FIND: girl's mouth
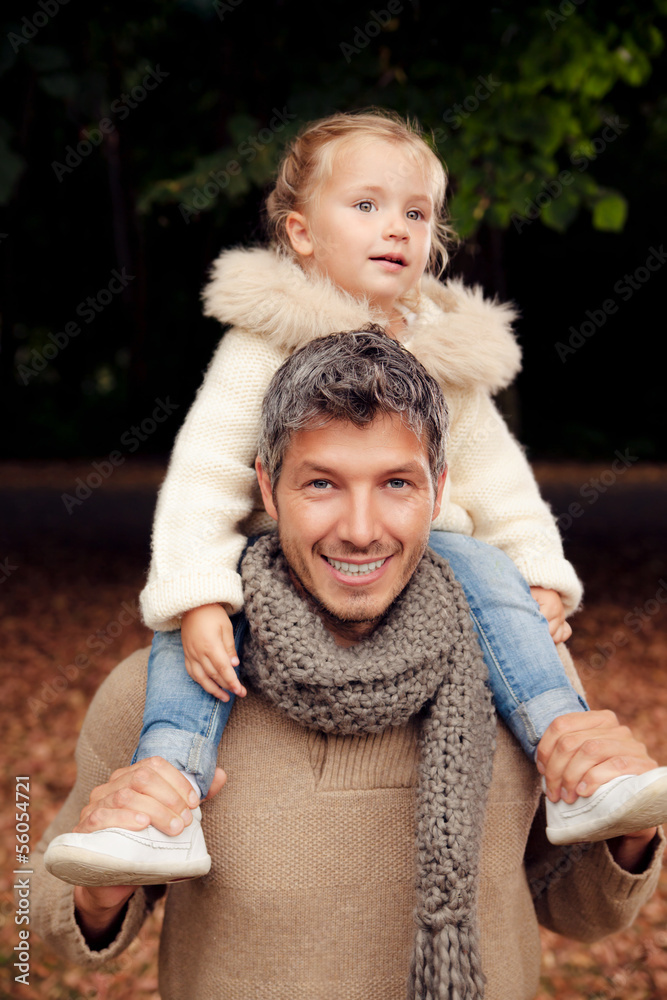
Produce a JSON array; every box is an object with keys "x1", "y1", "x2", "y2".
[{"x1": 371, "y1": 255, "x2": 407, "y2": 270}]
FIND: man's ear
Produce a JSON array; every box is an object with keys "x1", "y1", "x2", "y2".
[
  {"x1": 431, "y1": 465, "x2": 447, "y2": 522},
  {"x1": 255, "y1": 457, "x2": 278, "y2": 521},
  {"x1": 285, "y1": 211, "x2": 314, "y2": 258}
]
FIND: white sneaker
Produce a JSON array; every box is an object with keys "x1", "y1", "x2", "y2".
[
  {"x1": 44, "y1": 807, "x2": 211, "y2": 886},
  {"x1": 545, "y1": 767, "x2": 667, "y2": 845}
]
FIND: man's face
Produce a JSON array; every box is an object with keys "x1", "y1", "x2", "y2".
[{"x1": 256, "y1": 414, "x2": 446, "y2": 636}]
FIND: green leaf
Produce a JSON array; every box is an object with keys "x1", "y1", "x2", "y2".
[
  {"x1": 540, "y1": 190, "x2": 580, "y2": 233},
  {"x1": 592, "y1": 193, "x2": 628, "y2": 231}
]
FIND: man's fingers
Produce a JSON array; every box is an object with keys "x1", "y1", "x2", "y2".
[
  {"x1": 78, "y1": 787, "x2": 191, "y2": 835},
  {"x1": 77, "y1": 758, "x2": 200, "y2": 834},
  {"x1": 537, "y1": 710, "x2": 614, "y2": 770},
  {"x1": 204, "y1": 767, "x2": 227, "y2": 801},
  {"x1": 564, "y1": 752, "x2": 656, "y2": 801},
  {"x1": 553, "y1": 746, "x2": 656, "y2": 802},
  {"x1": 537, "y1": 709, "x2": 656, "y2": 801},
  {"x1": 548, "y1": 736, "x2": 632, "y2": 800},
  {"x1": 76, "y1": 804, "x2": 154, "y2": 834},
  {"x1": 123, "y1": 756, "x2": 199, "y2": 807}
]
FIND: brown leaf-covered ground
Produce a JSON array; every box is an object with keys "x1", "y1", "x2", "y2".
[{"x1": 1, "y1": 460, "x2": 666, "y2": 1000}]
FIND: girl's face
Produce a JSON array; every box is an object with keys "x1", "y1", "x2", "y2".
[{"x1": 286, "y1": 140, "x2": 433, "y2": 315}]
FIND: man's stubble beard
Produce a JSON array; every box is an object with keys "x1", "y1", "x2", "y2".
[{"x1": 278, "y1": 527, "x2": 430, "y2": 643}]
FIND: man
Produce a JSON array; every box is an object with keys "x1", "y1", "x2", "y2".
[{"x1": 32, "y1": 331, "x2": 663, "y2": 999}]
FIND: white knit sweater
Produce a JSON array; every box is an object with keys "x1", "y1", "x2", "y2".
[{"x1": 139, "y1": 247, "x2": 583, "y2": 630}]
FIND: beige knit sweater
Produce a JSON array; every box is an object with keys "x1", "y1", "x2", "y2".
[
  {"x1": 139, "y1": 248, "x2": 583, "y2": 630},
  {"x1": 32, "y1": 646, "x2": 663, "y2": 1000}
]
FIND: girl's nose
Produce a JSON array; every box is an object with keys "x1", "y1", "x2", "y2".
[{"x1": 383, "y1": 211, "x2": 409, "y2": 240}]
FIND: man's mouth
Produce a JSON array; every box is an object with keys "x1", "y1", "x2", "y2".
[{"x1": 324, "y1": 556, "x2": 388, "y2": 576}]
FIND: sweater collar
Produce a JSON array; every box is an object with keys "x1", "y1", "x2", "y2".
[{"x1": 202, "y1": 246, "x2": 522, "y2": 394}]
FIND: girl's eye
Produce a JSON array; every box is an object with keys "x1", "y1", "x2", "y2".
[
  {"x1": 406, "y1": 209, "x2": 422, "y2": 221},
  {"x1": 356, "y1": 201, "x2": 375, "y2": 213}
]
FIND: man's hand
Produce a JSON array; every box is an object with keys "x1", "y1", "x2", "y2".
[
  {"x1": 181, "y1": 604, "x2": 246, "y2": 701},
  {"x1": 71, "y1": 758, "x2": 226, "y2": 944},
  {"x1": 73, "y1": 884, "x2": 137, "y2": 948},
  {"x1": 75, "y1": 755, "x2": 215, "y2": 836},
  {"x1": 530, "y1": 586, "x2": 572, "y2": 644},
  {"x1": 537, "y1": 710, "x2": 658, "y2": 870},
  {"x1": 537, "y1": 709, "x2": 658, "y2": 802}
]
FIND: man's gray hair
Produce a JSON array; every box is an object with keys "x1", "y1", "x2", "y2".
[{"x1": 258, "y1": 327, "x2": 448, "y2": 489}]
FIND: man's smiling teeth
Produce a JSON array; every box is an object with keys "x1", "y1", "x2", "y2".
[{"x1": 326, "y1": 557, "x2": 387, "y2": 576}]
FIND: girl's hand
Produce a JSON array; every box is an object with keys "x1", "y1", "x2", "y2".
[
  {"x1": 181, "y1": 604, "x2": 246, "y2": 701},
  {"x1": 529, "y1": 586, "x2": 572, "y2": 644}
]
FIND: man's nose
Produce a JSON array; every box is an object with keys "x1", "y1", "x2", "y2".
[{"x1": 337, "y1": 492, "x2": 382, "y2": 549}]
▬▬▬▬▬▬
Each record should be given again exactly, with no picture carried over.

• ANSWER TO THE PROBLEM:
FIND: girl's mouth
Produce a JSON array; every box is an object with keys "x1", "y1", "x2", "y2".
[{"x1": 371, "y1": 255, "x2": 407, "y2": 270}]
FIND: man's ear
Produce a JSON array; every box is an object with keys "x1", "y1", "x2", "y2".
[
  {"x1": 431, "y1": 465, "x2": 447, "y2": 522},
  {"x1": 255, "y1": 457, "x2": 278, "y2": 521},
  {"x1": 285, "y1": 211, "x2": 314, "y2": 258}
]
FIND: white sneaker
Produce a JSON array; every box is an object with keys "x1", "y1", "x2", "y2".
[
  {"x1": 44, "y1": 807, "x2": 211, "y2": 886},
  {"x1": 545, "y1": 767, "x2": 667, "y2": 845}
]
FIND: man's face
Produce a JSON array; every box is an object with keys "x1", "y1", "x2", "y2".
[{"x1": 256, "y1": 414, "x2": 446, "y2": 636}]
FIND: green leaf
Produce a JSON array; every box is an object with keys "x1", "y1", "x2", "y2".
[
  {"x1": 540, "y1": 190, "x2": 580, "y2": 233},
  {"x1": 592, "y1": 193, "x2": 628, "y2": 231}
]
FIND: man's fingers
Produce a JSON array; every box is an object with keys "x1", "y1", "x2", "y2".
[
  {"x1": 78, "y1": 787, "x2": 191, "y2": 835},
  {"x1": 77, "y1": 758, "x2": 200, "y2": 834},
  {"x1": 537, "y1": 710, "x2": 614, "y2": 770},
  {"x1": 204, "y1": 767, "x2": 227, "y2": 801},
  {"x1": 564, "y1": 752, "x2": 656, "y2": 801},
  {"x1": 553, "y1": 746, "x2": 656, "y2": 802},
  {"x1": 537, "y1": 709, "x2": 656, "y2": 801},
  {"x1": 548, "y1": 736, "x2": 632, "y2": 800},
  {"x1": 76, "y1": 804, "x2": 154, "y2": 834},
  {"x1": 123, "y1": 756, "x2": 199, "y2": 807}
]
FIND: brown leaf-covered ground
Produce a JSON array; every box is an object with keys "x1", "y1", "x2", "y2".
[{"x1": 1, "y1": 460, "x2": 666, "y2": 1000}]
FIND: girl's face
Produce a JSON array; every box is an object with keys "x1", "y1", "x2", "y2".
[{"x1": 286, "y1": 140, "x2": 433, "y2": 315}]
FIND: man's stubble beard
Produce a JSON array; every box is an object with keys "x1", "y1", "x2", "y2".
[{"x1": 278, "y1": 527, "x2": 430, "y2": 643}]
FIND: man
Produce a JSON array; every box is an object with keys "x1", "y1", "x2", "y2".
[{"x1": 32, "y1": 331, "x2": 663, "y2": 999}]
FIND: white knit sweater
Produce a JSON array; every box is an object with keys "x1", "y1", "x2", "y2".
[{"x1": 139, "y1": 247, "x2": 583, "y2": 630}]
FIND: beige knit sweater
Produce a JSON array; every box is an object with keys "x1", "y1", "x2", "y2".
[
  {"x1": 139, "y1": 248, "x2": 583, "y2": 630},
  {"x1": 32, "y1": 646, "x2": 663, "y2": 1000}
]
FIND: girl's nose
Produce a JSON array; every box is an object with keys "x1", "y1", "x2", "y2".
[{"x1": 383, "y1": 211, "x2": 409, "y2": 240}]
FIND: man's mouth
Produce a JSON array; every box is an object with keys "x1", "y1", "x2", "y2".
[{"x1": 324, "y1": 556, "x2": 388, "y2": 576}]
FIND: sweater collar
Produce a JSON array; every box is an object with keys "x1", "y1", "x2", "y2".
[{"x1": 202, "y1": 246, "x2": 522, "y2": 394}]
FIND: girl's eye
Produce a JSON array; every box is an object with keys "x1", "y1", "x2", "y2".
[
  {"x1": 406, "y1": 209, "x2": 422, "y2": 221},
  {"x1": 356, "y1": 201, "x2": 375, "y2": 213}
]
FIND: man's hand
Produce a JSON array; every box is an object with keys "x1", "y1", "x2", "y2".
[
  {"x1": 181, "y1": 604, "x2": 246, "y2": 701},
  {"x1": 71, "y1": 758, "x2": 226, "y2": 944},
  {"x1": 73, "y1": 884, "x2": 137, "y2": 948},
  {"x1": 75, "y1": 755, "x2": 215, "y2": 836},
  {"x1": 530, "y1": 586, "x2": 572, "y2": 644},
  {"x1": 537, "y1": 710, "x2": 658, "y2": 870},
  {"x1": 537, "y1": 709, "x2": 658, "y2": 802}
]
FIND: man's gray hair
Produce a JSON array; every box is an object with keys "x1", "y1", "x2", "y2".
[{"x1": 258, "y1": 327, "x2": 448, "y2": 489}]
FIND: man's smiling teeth
Produce a JSON array; every box is an object with keys "x1", "y1", "x2", "y2".
[{"x1": 326, "y1": 557, "x2": 387, "y2": 576}]
FIND: girl's hand
Produce a JSON array; every box is an object with keys "x1", "y1", "x2", "y2".
[
  {"x1": 181, "y1": 604, "x2": 246, "y2": 701},
  {"x1": 529, "y1": 586, "x2": 572, "y2": 644}
]
FIND: man's nose
Produce a JSON array; every box is an object with keys "x1", "y1", "x2", "y2".
[{"x1": 337, "y1": 492, "x2": 382, "y2": 549}]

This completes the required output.